▶ **RECORD EXTRACTS**:

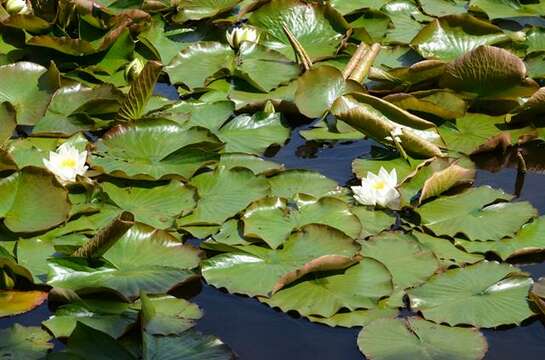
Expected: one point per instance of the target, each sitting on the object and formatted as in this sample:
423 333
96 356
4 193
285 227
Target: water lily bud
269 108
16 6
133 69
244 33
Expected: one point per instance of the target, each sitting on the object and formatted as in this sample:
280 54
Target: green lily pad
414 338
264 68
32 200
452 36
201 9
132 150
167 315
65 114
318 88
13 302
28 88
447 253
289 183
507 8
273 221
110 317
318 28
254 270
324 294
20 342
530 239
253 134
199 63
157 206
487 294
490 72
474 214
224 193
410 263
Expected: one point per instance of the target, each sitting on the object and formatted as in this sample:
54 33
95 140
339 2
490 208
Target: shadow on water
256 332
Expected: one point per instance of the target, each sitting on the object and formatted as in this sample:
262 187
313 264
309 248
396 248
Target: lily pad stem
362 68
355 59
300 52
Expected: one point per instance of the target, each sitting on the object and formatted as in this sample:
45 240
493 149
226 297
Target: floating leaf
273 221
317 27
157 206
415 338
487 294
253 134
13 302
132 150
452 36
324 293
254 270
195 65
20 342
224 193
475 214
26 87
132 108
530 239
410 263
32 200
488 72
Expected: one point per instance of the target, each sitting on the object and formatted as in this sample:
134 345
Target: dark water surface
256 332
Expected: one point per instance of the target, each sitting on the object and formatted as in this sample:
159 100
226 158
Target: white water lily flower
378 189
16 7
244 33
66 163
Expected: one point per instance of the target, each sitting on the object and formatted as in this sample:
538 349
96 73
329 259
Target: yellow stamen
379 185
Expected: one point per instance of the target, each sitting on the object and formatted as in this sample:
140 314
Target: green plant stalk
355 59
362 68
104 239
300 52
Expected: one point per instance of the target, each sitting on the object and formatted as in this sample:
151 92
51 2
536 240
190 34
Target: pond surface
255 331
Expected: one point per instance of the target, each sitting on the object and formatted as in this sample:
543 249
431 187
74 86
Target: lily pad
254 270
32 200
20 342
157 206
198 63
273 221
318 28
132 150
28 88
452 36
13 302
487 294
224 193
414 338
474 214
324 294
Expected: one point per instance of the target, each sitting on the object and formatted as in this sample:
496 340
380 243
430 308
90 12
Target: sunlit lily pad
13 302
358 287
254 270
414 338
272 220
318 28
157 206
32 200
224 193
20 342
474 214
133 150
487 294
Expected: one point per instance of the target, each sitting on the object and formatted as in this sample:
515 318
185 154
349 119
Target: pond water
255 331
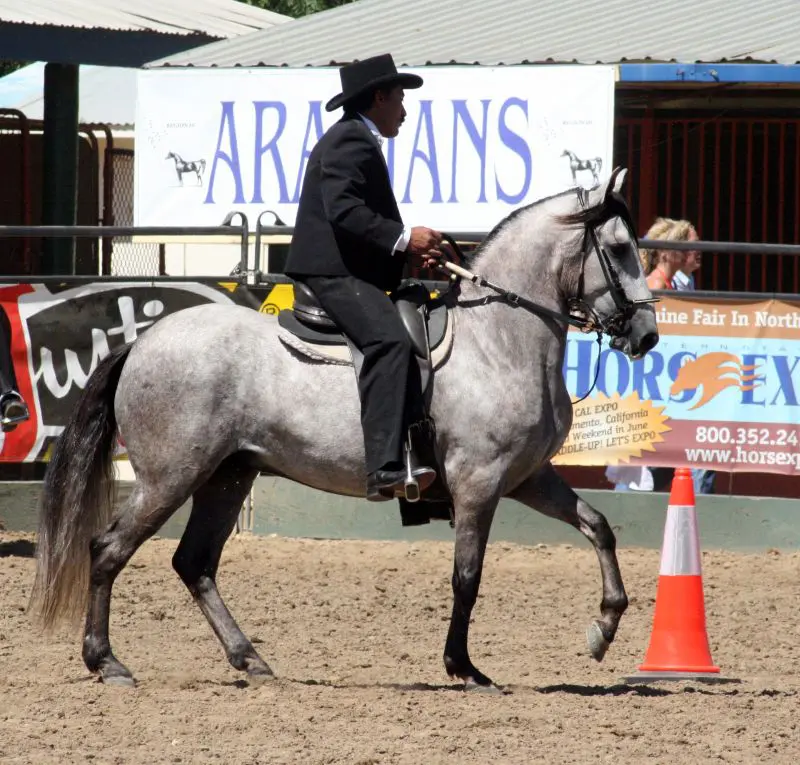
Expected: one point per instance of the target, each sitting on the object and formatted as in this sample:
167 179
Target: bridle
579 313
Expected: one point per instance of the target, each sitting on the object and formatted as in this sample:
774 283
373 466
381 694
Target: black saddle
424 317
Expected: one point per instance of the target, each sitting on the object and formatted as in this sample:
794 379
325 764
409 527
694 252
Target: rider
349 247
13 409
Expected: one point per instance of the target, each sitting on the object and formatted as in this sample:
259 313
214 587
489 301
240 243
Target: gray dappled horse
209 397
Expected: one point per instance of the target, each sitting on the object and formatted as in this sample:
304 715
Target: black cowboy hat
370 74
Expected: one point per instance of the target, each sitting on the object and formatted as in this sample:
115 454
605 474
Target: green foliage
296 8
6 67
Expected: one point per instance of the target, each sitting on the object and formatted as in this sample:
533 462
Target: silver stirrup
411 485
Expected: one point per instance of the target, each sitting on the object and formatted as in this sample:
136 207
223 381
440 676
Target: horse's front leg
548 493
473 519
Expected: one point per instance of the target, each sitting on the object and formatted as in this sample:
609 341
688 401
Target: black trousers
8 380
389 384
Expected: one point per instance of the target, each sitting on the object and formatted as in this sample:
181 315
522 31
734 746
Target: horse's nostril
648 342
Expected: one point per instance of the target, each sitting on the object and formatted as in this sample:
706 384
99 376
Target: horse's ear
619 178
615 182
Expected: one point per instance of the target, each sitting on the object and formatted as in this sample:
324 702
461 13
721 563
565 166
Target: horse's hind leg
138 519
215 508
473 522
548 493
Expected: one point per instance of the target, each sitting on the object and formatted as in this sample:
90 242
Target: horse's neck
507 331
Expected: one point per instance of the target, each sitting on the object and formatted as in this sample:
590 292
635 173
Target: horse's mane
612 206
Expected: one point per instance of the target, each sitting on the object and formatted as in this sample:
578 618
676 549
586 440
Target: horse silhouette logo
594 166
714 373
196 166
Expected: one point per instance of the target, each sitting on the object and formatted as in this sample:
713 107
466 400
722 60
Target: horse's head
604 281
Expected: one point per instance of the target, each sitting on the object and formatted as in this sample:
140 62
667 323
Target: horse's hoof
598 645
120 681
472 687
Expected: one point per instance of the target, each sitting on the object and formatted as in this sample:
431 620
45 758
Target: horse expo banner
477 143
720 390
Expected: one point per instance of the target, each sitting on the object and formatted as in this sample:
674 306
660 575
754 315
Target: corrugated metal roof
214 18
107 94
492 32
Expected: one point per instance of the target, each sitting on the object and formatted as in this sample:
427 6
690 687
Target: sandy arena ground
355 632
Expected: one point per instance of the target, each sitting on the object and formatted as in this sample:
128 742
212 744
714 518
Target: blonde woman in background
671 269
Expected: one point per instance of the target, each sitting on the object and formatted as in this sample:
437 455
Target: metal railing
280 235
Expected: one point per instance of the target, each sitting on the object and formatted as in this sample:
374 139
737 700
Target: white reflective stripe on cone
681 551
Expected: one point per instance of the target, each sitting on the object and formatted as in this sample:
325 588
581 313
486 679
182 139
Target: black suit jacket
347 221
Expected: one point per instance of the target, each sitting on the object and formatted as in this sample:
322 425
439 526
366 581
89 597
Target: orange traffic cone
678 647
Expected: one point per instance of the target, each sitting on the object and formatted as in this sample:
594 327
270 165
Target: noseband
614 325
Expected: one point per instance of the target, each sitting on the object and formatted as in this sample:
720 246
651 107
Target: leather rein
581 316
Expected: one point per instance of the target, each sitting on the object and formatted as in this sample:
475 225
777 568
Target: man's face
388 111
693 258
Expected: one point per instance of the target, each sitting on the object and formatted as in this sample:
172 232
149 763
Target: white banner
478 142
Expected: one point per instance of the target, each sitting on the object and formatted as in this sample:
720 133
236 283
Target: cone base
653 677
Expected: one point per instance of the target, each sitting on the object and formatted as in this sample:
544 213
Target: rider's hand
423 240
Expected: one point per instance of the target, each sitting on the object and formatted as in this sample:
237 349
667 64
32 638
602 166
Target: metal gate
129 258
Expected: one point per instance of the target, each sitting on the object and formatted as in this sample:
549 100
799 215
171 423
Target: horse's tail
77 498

* * *

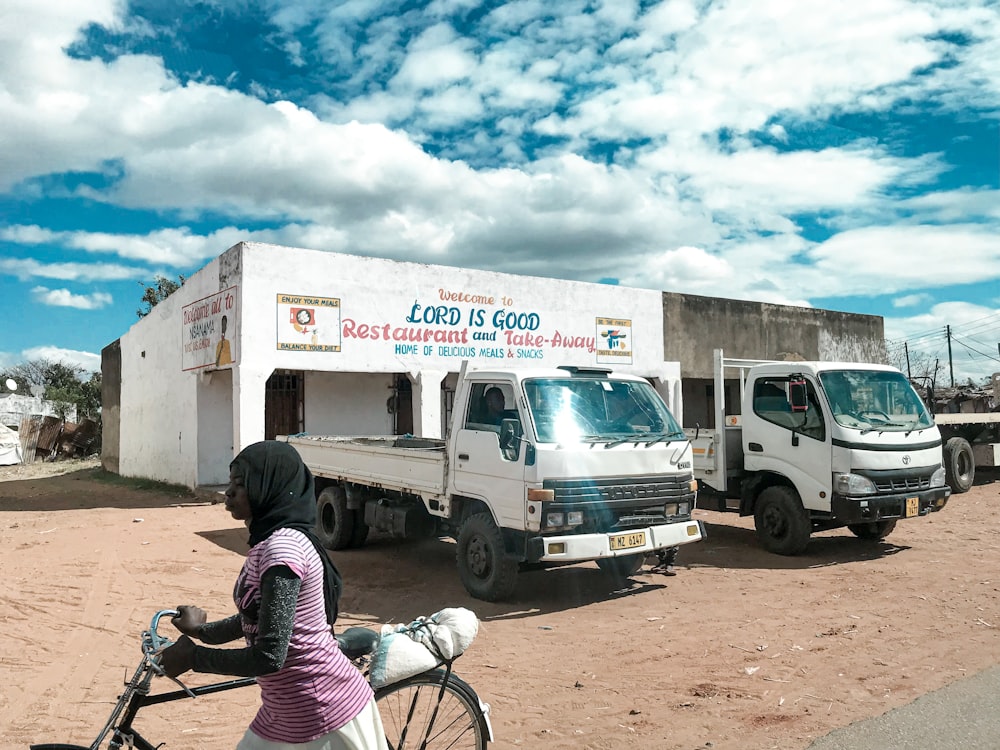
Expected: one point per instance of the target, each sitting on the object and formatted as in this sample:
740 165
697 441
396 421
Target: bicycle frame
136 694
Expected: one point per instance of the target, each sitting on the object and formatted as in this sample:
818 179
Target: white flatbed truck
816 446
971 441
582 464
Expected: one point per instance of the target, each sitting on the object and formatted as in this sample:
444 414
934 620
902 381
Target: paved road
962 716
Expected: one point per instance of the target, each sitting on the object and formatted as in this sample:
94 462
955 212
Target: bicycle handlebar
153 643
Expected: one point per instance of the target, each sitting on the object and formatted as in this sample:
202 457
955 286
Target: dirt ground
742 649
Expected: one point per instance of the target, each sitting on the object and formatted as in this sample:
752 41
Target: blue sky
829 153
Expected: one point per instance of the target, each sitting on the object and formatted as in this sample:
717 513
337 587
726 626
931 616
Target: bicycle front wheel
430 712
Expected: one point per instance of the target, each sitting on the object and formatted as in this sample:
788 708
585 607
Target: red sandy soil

▶ **OBJECTIVE**: Show each line from the items above that contains the string "black", copied in full. Matching is case-sensitive.

▶ **TASK SOLUTION**:
Target: black saddle
Target: black cowboy hat
Target: black trousers
Target: black suit jacket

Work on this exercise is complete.